**MATERIAL SHOWN**

──────────────────────────────

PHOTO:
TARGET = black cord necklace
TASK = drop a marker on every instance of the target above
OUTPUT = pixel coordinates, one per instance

──────────────────────────────

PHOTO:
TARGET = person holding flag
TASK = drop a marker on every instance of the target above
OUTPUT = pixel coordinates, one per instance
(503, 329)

──────────────────────────────

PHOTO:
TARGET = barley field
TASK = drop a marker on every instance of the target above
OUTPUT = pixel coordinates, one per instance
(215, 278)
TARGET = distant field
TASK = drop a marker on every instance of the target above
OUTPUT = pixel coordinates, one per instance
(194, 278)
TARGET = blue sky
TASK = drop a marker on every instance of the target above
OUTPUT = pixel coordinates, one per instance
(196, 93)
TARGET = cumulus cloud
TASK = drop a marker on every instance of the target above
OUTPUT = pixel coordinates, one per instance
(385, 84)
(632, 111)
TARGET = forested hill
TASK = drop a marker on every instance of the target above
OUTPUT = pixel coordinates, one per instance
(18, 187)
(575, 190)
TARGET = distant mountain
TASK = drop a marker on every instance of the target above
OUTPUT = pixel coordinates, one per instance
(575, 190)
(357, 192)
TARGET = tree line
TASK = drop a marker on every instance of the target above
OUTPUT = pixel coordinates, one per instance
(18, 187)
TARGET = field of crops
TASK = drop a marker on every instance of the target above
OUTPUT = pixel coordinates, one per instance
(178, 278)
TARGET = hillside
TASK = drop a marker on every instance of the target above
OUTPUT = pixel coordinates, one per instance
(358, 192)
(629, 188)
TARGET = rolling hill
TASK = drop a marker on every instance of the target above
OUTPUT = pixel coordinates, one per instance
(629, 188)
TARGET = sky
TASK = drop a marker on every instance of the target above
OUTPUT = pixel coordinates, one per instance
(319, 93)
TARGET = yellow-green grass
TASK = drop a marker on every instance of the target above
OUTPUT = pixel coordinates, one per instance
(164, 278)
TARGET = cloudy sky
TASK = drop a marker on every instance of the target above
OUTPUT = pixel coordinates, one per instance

──────────────────────────────

**STATED GOAL**
Find every line in the records that contains the word "distant" and copy each of those lines out in full.

**FINISHED EXERCISE**
TARGET = distant field
TARGET = distant mountain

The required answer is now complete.